- **Exercise inputs**:
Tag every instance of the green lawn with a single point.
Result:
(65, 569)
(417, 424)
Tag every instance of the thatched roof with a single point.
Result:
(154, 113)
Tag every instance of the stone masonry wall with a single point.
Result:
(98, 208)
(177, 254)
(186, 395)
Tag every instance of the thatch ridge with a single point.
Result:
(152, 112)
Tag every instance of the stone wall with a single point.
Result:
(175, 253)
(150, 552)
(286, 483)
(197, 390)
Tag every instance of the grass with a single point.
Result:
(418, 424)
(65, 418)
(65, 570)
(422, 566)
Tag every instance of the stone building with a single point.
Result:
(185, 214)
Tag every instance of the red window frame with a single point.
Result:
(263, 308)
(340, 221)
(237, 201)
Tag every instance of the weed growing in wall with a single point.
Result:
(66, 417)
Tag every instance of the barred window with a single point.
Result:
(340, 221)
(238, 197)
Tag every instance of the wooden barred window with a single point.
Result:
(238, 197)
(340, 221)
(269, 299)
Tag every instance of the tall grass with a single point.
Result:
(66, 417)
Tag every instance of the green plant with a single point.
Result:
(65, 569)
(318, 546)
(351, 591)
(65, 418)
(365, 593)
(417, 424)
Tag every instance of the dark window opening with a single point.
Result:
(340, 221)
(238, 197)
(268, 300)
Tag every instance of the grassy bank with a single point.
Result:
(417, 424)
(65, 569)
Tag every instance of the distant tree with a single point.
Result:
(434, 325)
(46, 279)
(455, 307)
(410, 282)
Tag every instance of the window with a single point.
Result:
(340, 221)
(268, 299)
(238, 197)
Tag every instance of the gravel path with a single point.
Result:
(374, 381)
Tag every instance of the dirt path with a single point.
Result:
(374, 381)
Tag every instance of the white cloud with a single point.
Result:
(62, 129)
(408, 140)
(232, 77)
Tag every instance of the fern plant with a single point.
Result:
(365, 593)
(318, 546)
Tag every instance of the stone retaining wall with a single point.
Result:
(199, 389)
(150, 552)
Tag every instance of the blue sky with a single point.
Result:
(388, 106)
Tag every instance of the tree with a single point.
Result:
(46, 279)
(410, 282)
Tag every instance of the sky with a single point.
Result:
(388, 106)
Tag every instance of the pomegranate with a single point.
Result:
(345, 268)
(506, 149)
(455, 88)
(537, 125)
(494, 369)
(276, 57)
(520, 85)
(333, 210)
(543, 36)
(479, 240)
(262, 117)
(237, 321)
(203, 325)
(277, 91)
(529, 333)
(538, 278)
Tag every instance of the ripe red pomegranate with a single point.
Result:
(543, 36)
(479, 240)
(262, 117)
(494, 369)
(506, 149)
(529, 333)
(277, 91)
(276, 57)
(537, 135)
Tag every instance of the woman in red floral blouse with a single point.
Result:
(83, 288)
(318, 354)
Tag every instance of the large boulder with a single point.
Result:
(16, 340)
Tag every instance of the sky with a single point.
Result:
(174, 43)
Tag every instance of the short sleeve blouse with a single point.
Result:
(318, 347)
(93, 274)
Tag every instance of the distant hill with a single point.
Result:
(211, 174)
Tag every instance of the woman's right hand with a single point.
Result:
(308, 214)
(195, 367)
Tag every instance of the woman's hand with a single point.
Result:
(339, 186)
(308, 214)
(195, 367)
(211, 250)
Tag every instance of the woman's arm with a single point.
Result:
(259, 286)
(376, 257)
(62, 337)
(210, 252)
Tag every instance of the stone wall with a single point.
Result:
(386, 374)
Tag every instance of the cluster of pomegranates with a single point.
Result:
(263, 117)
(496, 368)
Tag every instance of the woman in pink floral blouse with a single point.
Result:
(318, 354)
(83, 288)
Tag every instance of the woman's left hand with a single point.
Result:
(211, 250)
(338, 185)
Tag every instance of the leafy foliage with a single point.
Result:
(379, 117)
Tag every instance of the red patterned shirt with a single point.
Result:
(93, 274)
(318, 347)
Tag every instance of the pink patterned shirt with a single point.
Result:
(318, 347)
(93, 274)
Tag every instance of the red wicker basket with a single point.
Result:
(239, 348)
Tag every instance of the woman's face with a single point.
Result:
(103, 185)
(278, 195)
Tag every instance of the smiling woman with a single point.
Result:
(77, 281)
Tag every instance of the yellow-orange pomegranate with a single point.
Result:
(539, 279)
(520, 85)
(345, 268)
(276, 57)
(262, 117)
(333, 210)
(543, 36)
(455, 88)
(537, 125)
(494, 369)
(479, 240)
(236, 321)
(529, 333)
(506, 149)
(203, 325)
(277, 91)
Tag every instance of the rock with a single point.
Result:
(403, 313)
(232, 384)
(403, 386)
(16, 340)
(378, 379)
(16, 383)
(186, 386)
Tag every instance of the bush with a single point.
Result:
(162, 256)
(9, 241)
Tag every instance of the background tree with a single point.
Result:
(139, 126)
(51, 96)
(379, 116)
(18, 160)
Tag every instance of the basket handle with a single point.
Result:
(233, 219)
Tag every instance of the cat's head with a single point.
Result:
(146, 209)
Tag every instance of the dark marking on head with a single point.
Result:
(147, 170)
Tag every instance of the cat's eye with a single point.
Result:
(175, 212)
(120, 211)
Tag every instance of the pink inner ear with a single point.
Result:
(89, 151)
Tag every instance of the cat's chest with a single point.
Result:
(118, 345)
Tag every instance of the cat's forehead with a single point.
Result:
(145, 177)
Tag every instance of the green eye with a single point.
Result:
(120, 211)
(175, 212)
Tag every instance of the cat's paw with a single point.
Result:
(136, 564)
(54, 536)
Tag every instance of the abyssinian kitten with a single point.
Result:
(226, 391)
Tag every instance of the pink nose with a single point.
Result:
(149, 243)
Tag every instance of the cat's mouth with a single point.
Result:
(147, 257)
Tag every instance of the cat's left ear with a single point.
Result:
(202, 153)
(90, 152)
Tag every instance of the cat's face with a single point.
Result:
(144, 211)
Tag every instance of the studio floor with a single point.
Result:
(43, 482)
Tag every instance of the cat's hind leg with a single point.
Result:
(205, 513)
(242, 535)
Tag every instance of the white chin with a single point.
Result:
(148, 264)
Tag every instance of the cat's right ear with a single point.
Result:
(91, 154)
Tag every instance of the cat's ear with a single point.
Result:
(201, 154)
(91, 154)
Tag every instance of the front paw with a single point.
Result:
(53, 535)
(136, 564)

- **Your task**: Your reply should hold all the entries, each repeated without a single change.

- **Response box**:
Tag every instance of the green lawn with a single point.
Result:
(65, 569)
(417, 424)
Tag every instance of the thatched roof with a single point.
Result:
(154, 113)
Tag every instance of the stone masonry wall with a single point.
Result:
(98, 208)
(177, 254)
(186, 395)
Tag every instance of the thatch ridge with a single point.
Result:
(152, 112)
Tag every instance of the stone wall with a single point.
Result:
(175, 253)
(150, 552)
(286, 483)
(197, 390)
Tag every instance of the grass with a single point.
Result:
(418, 424)
(65, 418)
(65, 570)
(422, 566)
Tag every instance of the stone building with a single point.
Result:
(185, 214)
Tag every instance of the red window frame with a single point.
Result:
(263, 308)
(340, 221)
(237, 201)
Tag every instance of the weed growing in wall with a single point.
Result:
(66, 417)
Tag every instance of the barred window with a single point.
Result:
(340, 221)
(238, 197)
Tag every instance of the wooden barred window with a single point.
Result:
(238, 197)
(340, 221)
(269, 299)
Tag every instance of the tall grass with a single point.
Result:
(66, 417)
Tag every instance of the green plant with a single point.
Result:
(65, 569)
(318, 546)
(351, 591)
(65, 418)
(365, 593)
(417, 424)
Tag every instance of the dark window opening with a single point.
Result:
(340, 221)
(238, 197)
(268, 300)
Tag every instance of the grassy bank with a single point.
Result:
(417, 424)
(65, 569)
Tag every instance of the distant tree with a single point.
Result:
(434, 325)
(46, 279)
(455, 307)
(410, 282)
Tag every instance of the window with a single point.
Result:
(340, 221)
(268, 299)
(238, 197)
Tag every instance of the gravel path with a single point.
Result:
(374, 381)
Tag every instance of the dirt path with a single point.
Result:
(374, 381)
Tag every instance of the white cloud with a single point.
Result:
(62, 129)
(408, 140)
(232, 77)
Tag every instance of the fern plant with a single point.
Result:
(365, 593)
(318, 546)
Tag every instance of the stone retaining wall with a single point.
Result:
(199, 389)
(150, 552)
Tag every instance of the blue sky with a single point.
Result:
(388, 106)
Tag every instance of the tree with a single point.
Result:
(46, 279)
(410, 282)
Tag every instance of the sky with a single point.
Result:
(388, 106)
Tag every instance of the pomegranate with a single point.
Result:
(345, 268)
(506, 149)
(455, 88)
(537, 125)
(494, 369)
(276, 57)
(520, 85)
(333, 210)
(543, 36)
(479, 240)
(262, 117)
(237, 321)
(203, 325)
(277, 91)
(529, 333)
(538, 278)
Tag every instance of the ripe red pomegranate with a single point.
Result:
(543, 36)
(479, 240)
(262, 117)
(494, 369)
(506, 149)
(529, 333)
(277, 91)
(276, 57)
(537, 135)
Tag every instance of the woman in red floral blouse with a single point.
Result:
(83, 288)
(318, 354)
Tag every instance of the large boulder with a single point.
Result:
(16, 340)
Tag every instance of the sky with a single point.
Result:
(174, 43)
Tag every instance of the short sleeve blouse with a single point.
Result:
(318, 347)
(93, 274)
Tag every instance of the distant hill with a single point.
Result:
(211, 174)
Tag every instance of the woman's right hand with a single point.
Result:
(308, 214)
(195, 367)
Tag every instance of the woman's hand with a single point.
Result:
(339, 186)
(308, 214)
(195, 367)
(211, 250)
Tag every instance of the woman's arm with a single point.
Result:
(259, 286)
(376, 257)
(62, 337)
(210, 252)
Tag every instance of the stone wall with a single point.
Result:
(386, 374)
Tag every instance of the cluster of pomegranates with a single point.
Result:
(263, 117)
(496, 368)
Tag every instance of the woman in pink floral blouse with a single point.
Result:
(318, 354)
(83, 288)
Tag every instance of the woman's left hand with a single point.
Result:
(211, 250)
(338, 185)
Tag every instance of the leafy foliage with a single point.
Result:
(379, 117)
Tag every instance of the red patterned shirt with a single point.
Result:
(93, 274)
(318, 347)
Tag every instance of the pink patterned shirt with a single point.
Result:
(318, 347)
(93, 274)
Tag every instance of the red wicker basket with a single point.
Result:
(239, 348)
Tag every instance of the woman's face with a single point.
Result:
(103, 185)
(278, 195)
Tag every instance of the smiling woman with a single point.
Result:
(77, 281)
Tag every instance of the yellow-orange pomegranate with a single point.
Result:
(539, 279)
(520, 85)
(345, 268)
(276, 57)
(262, 117)
(333, 210)
(543, 36)
(455, 88)
(537, 125)
(494, 369)
(479, 240)
(236, 321)
(529, 333)
(506, 149)
(203, 325)
(277, 91)
Tag every instance of the rock with a single point.
Result:
(403, 313)
(232, 384)
(403, 386)
(16, 340)
(378, 379)
(16, 383)
(186, 386)
Tag every instance of the bush with a single point.
Result:
(162, 256)
(9, 241)
Tag every instance of the background tree with a single point.
Result:
(139, 126)
(51, 96)
(379, 116)
(18, 160)
Tag every instance of the basket handle with a single point.
Result:
(233, 219)
Tag every instance of the cat's head with a single point.
Result:
(146, 209)
Tag every instance of the dark marking on head with a single point.
Result:
(147, 170)
Tag every instance of the cat's eye with a single point.
Result:
(175, 212)
(120, 211)
Tag every instance of the pink inner ear with a single point.
Result:
(89, 151)
Tag every instance of the cat's chest with a single point.
Result:
(118, 345)
Tag every instance of the cat's forehead with a single point.
Result:
(145, 177)
Tag every instance of the green eye with a single point.
Result:
(120, 211)
(175, 212)
Tag every instance of the cat's paw with a single point.
Result:
(136, 564)
(54, 536)
Tag every instance of the abyssinian kitten with a single point.
Result:
(226, 391)
Tag every instance of the pink nose with a single point.
Result:
(149, 243)
Tag every instance of the cat's mouth with a single point.
Result:
(147, 257)
Tag every instance of the cat's left ear with a single point.
Result:
(202, 153)
(90, 152)
Tag every instance of the cat's face with a single point.
Result:
(144, 211)
Tag every instance of the studio floor with a single point.
Result:
(43, 482)
Tag every instance of the cat's hind leg with a single point.
Result:
(205, 513)
(242, 535)
Tag every instance of the white chin with a single point.
Result:
(148, 264)
Tag every instance of the cat's right ear with a single point.
Result:
(91, 154)
Tag every instance of the cat's ear with a single point.
Result:
(201, 154)
(91, 154)
Tag every instance of the front paw with a single point.
Result:
(53, 535)
(136, 564)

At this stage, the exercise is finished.